▶ Exercise instructions
Copy out the records word for word, from the line that contains "the cabinet door" through the last line of the records, including both.

▶ Raw records
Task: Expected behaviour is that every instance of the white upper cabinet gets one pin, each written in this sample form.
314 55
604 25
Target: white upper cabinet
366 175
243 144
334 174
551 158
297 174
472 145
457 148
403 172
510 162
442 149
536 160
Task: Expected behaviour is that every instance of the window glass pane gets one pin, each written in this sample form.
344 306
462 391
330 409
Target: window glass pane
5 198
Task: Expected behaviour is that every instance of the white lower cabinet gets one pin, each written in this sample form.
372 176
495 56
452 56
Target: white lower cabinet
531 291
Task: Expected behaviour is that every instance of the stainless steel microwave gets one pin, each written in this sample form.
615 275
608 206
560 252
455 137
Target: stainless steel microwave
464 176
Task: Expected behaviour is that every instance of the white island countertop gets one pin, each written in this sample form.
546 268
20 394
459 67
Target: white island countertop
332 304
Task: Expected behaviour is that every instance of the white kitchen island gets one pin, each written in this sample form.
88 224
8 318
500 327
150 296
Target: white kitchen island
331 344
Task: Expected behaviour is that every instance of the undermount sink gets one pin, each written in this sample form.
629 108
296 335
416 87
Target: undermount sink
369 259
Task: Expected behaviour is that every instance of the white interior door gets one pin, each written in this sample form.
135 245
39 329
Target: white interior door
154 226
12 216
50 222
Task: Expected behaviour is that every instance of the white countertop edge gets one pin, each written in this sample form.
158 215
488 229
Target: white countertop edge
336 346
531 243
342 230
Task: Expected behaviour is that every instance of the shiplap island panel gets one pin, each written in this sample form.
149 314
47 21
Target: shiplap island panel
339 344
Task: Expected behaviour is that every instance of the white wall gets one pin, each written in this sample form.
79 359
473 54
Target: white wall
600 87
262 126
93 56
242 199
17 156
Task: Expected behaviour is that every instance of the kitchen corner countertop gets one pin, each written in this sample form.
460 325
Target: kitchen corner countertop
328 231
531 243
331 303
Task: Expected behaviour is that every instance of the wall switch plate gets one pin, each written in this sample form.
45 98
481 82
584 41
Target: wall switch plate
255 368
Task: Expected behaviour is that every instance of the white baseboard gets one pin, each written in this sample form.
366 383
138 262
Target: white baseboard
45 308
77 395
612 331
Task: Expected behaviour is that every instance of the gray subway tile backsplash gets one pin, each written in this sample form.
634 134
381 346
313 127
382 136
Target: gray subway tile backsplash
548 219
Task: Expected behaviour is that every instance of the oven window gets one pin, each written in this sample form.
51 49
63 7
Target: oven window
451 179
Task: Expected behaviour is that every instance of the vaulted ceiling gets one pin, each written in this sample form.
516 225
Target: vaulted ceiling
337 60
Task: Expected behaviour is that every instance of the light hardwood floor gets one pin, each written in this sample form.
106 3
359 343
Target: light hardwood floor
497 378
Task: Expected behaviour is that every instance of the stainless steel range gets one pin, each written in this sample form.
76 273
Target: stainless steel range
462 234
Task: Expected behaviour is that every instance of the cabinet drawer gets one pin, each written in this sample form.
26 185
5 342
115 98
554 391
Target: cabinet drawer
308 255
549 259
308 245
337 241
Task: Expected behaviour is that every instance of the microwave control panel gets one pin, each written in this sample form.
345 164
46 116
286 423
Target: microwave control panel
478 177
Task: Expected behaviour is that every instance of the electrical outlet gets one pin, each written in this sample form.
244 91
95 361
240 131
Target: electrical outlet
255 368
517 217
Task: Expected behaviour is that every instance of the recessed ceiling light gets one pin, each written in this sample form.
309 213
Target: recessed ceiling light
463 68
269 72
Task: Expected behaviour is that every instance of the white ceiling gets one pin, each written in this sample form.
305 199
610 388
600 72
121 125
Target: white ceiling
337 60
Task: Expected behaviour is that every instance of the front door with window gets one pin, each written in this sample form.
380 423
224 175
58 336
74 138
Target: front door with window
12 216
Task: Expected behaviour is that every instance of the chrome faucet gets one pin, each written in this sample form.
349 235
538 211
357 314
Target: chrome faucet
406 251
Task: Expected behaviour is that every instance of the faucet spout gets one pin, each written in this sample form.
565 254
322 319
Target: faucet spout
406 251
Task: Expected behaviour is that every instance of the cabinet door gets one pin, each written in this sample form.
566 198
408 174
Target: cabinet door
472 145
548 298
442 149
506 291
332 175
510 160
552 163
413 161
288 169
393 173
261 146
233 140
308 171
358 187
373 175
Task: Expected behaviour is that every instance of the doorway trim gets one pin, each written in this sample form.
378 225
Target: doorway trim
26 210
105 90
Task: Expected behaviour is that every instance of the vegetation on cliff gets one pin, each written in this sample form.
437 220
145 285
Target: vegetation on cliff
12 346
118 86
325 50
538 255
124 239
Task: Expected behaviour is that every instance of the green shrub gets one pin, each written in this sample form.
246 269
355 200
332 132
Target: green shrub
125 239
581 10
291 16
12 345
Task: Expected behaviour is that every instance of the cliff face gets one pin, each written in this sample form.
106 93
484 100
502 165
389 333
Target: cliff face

▶ Response to this task
Task: Expected behaviour is that every instance of the cabinet door gets one pin, each written in this sample form.
566 198
408 174
Target: cabinet door
472 145
548 298
442 149
506 291
332 175
510 160
552 163
413 161
288 169
393 173
261 146
233 140
308 171
358 187
373 175
Task: Expected behaviour is that every instance of the doorway trim gets one pin, each written in this sample form.
378 225
Target: doorway trim
26 210
105 90
Task: Expected behaviour is that every instance of the vegetation on cliff gets one pin, each written in this sample form.
437 220
145 285
Target: vegetation on cliff
12 346
118 86
325 50
538 255
124 239
Task: Expected behaviour is that every instance of the green shrub gets one pin, each written in this sample form.
246 269
355 200
332 132
Target: green shrub
125 239
581 10
291 16
12 345
Task: Expected behaviour is that every instance of the cliff face gets one pin, each written in this sample form.
106 93
484 100
502 165
389 333
Target: cliff face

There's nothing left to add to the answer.